◆ WHAT TO DO
Please find every line in the records below that contains the word "fern", and copy it.

◆ EXTRACTED INFORMATION

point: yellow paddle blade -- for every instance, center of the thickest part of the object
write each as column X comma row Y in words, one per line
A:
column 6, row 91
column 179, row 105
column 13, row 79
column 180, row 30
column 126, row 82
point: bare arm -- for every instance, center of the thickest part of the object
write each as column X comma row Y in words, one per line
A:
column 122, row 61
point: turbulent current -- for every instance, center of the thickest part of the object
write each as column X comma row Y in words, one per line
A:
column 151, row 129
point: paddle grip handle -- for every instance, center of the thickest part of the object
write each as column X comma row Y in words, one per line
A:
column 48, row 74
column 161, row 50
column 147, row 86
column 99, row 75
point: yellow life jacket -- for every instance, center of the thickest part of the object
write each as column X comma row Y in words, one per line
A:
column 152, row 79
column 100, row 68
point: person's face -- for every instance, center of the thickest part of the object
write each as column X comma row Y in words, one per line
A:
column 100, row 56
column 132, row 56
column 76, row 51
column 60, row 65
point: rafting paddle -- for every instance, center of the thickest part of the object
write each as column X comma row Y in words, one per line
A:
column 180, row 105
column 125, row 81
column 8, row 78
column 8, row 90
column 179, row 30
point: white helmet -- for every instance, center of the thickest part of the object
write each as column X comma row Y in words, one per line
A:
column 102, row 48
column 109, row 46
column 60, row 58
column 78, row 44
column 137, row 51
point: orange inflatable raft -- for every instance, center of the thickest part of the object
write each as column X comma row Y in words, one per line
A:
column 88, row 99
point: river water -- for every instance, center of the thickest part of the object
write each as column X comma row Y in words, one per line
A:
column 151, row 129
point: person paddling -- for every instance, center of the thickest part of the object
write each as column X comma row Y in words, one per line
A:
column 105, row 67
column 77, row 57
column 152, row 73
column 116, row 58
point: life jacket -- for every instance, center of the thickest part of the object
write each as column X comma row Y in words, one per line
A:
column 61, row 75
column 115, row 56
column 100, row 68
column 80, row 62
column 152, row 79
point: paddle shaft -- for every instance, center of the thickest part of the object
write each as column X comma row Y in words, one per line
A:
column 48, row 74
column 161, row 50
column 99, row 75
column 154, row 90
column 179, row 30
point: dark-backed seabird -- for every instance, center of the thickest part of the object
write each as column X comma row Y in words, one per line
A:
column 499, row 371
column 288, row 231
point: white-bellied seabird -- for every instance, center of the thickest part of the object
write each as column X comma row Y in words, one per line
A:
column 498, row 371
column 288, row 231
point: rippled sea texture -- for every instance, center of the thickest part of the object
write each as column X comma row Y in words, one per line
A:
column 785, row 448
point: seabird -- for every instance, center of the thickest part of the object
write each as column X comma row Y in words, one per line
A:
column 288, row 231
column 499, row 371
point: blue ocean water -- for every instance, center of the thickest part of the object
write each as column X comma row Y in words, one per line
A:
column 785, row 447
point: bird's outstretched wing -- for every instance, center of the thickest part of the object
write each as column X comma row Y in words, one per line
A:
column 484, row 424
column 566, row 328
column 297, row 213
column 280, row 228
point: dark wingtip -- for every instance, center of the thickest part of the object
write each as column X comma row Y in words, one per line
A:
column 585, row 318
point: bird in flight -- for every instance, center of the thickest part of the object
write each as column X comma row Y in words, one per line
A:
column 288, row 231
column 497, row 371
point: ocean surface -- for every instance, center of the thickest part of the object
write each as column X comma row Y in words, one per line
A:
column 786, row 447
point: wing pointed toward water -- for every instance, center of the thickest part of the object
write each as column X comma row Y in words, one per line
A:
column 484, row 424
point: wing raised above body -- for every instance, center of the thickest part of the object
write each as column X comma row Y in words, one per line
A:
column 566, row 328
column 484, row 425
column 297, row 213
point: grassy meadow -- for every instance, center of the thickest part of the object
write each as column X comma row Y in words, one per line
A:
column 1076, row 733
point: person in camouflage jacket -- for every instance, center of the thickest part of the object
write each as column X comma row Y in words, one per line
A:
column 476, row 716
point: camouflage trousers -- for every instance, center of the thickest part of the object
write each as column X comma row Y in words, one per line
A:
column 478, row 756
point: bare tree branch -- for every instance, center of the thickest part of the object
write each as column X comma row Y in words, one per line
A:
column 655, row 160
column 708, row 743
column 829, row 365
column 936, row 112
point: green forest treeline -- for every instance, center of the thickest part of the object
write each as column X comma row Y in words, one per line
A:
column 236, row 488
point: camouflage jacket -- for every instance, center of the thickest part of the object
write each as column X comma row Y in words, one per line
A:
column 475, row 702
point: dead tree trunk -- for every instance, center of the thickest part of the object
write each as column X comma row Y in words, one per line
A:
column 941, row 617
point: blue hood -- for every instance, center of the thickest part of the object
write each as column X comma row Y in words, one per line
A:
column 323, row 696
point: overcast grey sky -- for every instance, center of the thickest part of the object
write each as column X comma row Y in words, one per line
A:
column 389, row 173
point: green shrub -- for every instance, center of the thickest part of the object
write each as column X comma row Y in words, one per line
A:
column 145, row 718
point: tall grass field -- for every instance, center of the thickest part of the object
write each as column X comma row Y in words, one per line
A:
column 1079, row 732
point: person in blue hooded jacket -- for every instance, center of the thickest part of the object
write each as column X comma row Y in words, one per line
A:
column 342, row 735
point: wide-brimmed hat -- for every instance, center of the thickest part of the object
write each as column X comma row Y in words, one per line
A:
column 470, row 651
---
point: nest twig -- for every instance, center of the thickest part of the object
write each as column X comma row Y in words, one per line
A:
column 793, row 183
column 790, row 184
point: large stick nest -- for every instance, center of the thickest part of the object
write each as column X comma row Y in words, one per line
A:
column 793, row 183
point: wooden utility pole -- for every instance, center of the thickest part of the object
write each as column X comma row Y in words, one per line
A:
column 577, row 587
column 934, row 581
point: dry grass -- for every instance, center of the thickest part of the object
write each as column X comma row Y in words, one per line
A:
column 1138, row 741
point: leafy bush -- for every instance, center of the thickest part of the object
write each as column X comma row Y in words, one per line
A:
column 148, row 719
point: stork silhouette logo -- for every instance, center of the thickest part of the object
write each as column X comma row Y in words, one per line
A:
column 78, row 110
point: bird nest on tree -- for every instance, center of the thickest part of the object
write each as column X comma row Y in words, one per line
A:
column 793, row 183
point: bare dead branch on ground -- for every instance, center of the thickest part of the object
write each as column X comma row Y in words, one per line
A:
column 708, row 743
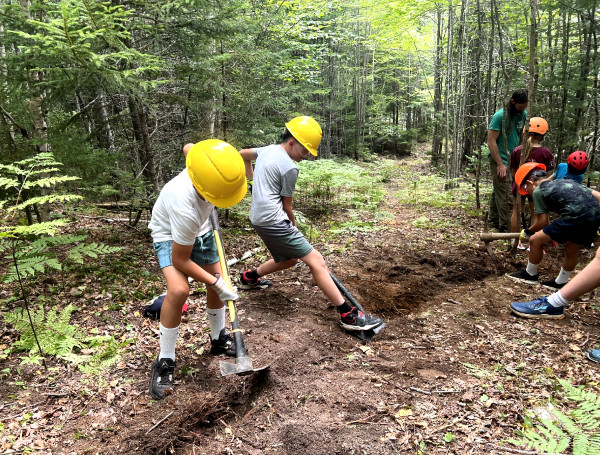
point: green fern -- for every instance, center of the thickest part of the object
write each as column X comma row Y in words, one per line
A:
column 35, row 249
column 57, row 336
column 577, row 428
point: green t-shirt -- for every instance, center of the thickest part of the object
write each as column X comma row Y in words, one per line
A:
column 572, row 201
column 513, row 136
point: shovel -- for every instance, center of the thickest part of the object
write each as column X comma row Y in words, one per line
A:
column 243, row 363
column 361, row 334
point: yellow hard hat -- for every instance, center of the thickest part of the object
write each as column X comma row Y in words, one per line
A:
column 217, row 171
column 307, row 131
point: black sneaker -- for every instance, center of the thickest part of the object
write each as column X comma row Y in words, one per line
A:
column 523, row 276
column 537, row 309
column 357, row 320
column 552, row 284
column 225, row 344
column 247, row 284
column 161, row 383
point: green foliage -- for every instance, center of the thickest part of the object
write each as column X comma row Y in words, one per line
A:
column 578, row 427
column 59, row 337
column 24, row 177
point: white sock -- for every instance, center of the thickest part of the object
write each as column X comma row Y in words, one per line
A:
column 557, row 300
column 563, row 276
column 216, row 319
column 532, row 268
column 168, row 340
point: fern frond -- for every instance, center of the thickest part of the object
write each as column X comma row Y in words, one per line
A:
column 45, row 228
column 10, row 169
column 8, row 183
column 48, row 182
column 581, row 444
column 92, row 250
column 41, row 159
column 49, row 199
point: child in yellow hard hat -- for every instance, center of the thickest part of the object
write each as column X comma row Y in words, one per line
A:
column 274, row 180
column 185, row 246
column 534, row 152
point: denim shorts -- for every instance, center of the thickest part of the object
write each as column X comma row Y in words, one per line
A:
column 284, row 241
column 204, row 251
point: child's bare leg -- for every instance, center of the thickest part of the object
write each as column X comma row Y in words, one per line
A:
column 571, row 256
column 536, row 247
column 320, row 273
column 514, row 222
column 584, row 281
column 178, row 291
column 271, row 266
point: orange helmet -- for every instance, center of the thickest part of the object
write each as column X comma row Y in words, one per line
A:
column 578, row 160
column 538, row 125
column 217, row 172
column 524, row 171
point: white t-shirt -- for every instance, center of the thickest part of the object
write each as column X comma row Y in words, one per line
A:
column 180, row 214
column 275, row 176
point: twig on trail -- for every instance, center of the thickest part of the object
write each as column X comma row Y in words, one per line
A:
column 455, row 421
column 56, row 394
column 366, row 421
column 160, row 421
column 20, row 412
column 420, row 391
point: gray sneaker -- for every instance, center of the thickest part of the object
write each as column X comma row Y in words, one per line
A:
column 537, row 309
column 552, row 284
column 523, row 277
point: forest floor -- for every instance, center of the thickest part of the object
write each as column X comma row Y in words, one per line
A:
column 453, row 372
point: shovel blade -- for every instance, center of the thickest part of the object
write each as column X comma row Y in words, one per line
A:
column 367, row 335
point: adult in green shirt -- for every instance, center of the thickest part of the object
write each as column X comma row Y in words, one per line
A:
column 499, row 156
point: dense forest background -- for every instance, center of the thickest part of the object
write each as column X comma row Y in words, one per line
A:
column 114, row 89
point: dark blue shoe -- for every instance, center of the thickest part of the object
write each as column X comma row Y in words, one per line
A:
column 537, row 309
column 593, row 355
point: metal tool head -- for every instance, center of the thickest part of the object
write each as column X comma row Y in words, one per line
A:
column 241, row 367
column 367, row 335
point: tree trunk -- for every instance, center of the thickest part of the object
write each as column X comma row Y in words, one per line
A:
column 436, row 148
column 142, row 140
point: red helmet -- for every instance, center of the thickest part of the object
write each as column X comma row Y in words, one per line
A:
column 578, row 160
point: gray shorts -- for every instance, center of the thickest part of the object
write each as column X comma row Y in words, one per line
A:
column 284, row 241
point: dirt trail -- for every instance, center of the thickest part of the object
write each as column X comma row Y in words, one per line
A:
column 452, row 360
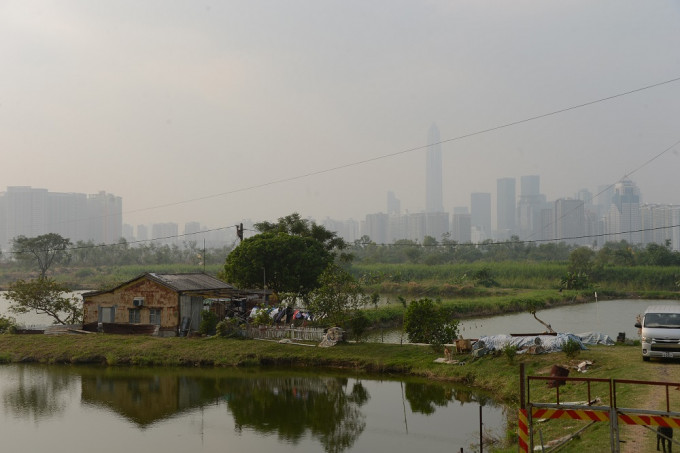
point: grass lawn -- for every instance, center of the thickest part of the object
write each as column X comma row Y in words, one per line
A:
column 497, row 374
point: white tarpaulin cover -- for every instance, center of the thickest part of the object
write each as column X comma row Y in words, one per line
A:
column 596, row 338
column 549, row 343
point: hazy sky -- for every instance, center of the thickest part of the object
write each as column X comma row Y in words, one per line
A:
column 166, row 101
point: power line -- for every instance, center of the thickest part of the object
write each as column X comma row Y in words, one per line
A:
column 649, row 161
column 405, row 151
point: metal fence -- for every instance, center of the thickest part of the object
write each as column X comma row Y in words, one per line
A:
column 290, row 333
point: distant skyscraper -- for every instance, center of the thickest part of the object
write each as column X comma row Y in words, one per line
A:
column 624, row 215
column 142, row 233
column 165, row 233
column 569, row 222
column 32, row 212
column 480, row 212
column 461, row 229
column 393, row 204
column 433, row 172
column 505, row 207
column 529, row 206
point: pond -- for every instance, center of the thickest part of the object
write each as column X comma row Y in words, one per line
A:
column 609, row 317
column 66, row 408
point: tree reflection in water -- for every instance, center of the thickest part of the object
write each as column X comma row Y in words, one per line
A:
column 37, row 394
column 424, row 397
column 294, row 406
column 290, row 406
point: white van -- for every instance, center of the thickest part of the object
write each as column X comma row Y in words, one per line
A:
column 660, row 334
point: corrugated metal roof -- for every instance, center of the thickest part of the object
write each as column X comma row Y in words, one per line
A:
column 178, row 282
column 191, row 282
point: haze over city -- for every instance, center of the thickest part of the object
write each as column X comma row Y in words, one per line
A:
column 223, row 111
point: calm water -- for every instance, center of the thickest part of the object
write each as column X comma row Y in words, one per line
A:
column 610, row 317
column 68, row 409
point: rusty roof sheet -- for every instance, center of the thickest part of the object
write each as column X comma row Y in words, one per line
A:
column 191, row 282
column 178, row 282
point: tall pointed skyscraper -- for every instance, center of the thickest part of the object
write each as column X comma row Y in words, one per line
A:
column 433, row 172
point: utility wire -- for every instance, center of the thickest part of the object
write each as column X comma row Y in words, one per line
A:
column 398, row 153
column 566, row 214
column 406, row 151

◆ RESPONSE AREA
point: green fern -- for every instance, center of the thickest part of the object
point: fern frond -- for every instance, center of the thickest part of the object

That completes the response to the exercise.